▸ **What the task asks**: Please restate exactly the lines of the data below, beginning with the line containing "Exercise. Identify the flower cluster" and ending with the last line.
[The records Boundary: Start]
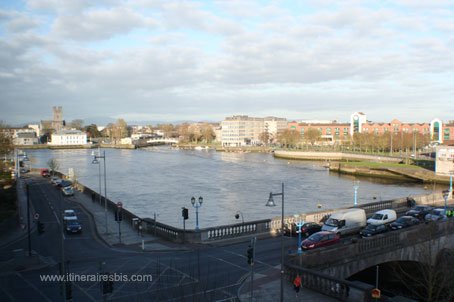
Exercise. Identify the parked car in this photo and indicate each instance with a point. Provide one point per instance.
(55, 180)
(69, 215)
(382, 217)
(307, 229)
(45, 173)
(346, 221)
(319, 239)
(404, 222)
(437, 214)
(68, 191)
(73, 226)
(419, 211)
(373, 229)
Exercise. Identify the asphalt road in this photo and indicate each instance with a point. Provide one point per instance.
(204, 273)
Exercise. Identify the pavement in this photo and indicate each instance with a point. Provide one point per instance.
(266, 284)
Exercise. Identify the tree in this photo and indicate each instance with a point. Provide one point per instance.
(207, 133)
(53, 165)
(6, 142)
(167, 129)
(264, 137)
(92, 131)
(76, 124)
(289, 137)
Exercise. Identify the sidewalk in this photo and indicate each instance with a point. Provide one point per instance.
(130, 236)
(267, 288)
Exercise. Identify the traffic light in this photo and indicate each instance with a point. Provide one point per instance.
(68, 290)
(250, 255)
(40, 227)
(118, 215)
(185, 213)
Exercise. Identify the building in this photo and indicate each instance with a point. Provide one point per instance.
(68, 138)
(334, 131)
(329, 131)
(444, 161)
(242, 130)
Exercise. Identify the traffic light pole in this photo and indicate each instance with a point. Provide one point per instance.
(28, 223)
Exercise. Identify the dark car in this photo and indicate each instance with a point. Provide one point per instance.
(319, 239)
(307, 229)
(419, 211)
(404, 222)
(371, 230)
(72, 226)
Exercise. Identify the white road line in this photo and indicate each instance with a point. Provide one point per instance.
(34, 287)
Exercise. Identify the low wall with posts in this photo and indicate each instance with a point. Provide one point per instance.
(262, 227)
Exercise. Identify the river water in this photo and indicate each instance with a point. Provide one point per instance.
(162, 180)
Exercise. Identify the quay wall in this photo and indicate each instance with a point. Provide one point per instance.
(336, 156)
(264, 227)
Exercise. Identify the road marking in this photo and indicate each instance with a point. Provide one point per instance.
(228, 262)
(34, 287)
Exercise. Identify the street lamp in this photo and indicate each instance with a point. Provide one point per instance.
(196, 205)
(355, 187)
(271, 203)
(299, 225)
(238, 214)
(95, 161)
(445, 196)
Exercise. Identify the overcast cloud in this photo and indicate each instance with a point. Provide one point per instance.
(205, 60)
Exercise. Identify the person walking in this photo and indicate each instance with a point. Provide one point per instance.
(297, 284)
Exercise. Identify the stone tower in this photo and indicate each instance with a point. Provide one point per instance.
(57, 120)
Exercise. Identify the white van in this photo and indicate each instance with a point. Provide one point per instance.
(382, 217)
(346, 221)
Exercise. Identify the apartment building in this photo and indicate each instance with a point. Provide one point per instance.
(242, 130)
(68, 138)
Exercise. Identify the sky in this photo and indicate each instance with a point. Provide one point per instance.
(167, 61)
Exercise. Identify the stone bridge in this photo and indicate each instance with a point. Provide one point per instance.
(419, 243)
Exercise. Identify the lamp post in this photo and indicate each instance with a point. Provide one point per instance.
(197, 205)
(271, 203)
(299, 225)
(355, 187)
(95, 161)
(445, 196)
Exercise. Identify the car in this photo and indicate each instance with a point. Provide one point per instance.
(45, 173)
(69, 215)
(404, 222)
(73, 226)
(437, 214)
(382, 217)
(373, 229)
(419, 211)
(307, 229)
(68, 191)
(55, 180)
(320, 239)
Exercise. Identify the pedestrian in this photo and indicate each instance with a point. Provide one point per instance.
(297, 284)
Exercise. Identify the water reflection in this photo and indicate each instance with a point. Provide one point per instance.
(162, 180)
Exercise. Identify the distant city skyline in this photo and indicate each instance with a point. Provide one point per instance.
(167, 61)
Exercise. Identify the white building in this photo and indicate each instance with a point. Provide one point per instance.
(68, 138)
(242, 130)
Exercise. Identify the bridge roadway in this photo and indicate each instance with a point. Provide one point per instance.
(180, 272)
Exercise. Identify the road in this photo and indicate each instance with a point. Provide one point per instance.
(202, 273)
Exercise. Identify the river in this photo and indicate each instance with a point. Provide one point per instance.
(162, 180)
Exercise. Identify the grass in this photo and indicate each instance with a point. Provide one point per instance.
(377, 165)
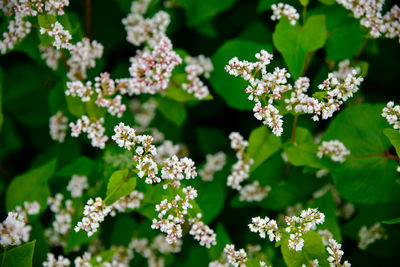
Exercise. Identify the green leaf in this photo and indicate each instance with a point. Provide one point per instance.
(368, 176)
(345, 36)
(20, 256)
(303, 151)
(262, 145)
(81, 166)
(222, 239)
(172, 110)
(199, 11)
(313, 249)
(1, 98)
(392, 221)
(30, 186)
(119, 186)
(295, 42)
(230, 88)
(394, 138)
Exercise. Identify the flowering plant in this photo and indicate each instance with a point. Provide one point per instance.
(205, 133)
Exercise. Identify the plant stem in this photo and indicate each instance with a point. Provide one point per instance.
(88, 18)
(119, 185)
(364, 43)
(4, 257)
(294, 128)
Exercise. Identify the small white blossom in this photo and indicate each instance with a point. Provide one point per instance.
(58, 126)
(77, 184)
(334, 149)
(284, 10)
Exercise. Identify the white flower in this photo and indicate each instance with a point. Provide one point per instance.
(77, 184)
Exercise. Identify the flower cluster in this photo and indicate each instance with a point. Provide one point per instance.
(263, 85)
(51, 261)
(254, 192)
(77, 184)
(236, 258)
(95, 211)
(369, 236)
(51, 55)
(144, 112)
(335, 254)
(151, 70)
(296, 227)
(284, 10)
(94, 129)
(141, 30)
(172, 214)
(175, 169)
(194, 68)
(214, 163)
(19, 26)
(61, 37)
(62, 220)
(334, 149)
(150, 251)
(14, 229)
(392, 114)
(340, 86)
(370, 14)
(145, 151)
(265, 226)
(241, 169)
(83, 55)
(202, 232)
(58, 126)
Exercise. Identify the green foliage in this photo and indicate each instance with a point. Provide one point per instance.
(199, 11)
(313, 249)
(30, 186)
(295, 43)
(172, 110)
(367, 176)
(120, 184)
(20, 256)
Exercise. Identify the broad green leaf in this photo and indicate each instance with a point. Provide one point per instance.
[The records Boundary: End]
▸ **Response to this exercise**:
Exercise. Identify the flower cluster in this photo and indicate each instance with a point. Provide one point per instance.
(263, 85)
(51, 261)
(254, 192)
(77, 184)
(236, 258)
(95, 211)
(369, 236)
(51, 55)
(144, 112)
(335, 254)
(151, 70)
(296, 227)
(284, 10)
(94, 129)
(141, 30)
(172, 214)
(175, 169)
(194, 68)
(214, 163)
(19, 26)
(61, 37)
(62, 220)
(334, 149)
(150, 251)
(14, 229)
(392, 114)
(340, 86)
(370, 14)
(145, 151)
(265, 226)
(241, 169)
(83, 55)
(202, 232)
(58, 126)
Exercise. Identify the green foliage in this photo and indicate each instance with a point. Provide one point per instance.
(199, 11)
(313, 249)
(30, 186)
(295, 43)
(172, 110)
(367, 176)
(120, 184)
(20, 256)
Exercise. Identify the broad green leaf in this photo and indicate each instance with a point. Provide one point per instance.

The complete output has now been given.